### TASK DETAILS:
Rewrite the stretch of records from the line containing "bbox: blue sky" through the line containing "top-left (190, 73), bottom-right (236, 89)", with "striped awning" switched to "canvas awning" and nothing else changed. Give only those lines.

### INFORMATION PROVIDED:
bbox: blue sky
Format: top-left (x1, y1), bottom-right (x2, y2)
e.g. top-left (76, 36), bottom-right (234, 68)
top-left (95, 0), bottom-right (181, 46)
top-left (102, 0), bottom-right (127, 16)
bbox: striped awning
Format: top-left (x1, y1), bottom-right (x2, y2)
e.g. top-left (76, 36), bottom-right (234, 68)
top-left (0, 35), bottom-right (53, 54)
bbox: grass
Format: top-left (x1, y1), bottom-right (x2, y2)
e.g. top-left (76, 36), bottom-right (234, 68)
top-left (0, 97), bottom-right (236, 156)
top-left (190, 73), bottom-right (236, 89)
---
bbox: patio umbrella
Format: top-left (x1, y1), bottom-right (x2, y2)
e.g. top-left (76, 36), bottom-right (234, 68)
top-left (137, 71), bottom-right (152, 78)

### PROBLEM SOLUTION:
bbox: blue sky
Format: top-left (x1, y1), bottom-right (x2, y2)
e.g. top-left (76, 36), bottom-right (234, 68)
top-left (95, 0), bottom-right (181, 46)
top-left (102, 0), bottom-right (127, 16)
bbox: canvas awning
Format: top-left (x1, y1), bottom-right (x2, y2)
e.g. top-left (76, 36), bottom-right (234, 68)
top-left (0, 35), bottom-right (53, 54)
bbox: grass
Format: top-left (x1, y1), bottom-right (x2, y2)
e.g. top-left (76, 36), bottom-right (234, 68)
top-left (0, 97), bottom-right (236, 156)
top-left (190, 73), bottom-right (236, 89)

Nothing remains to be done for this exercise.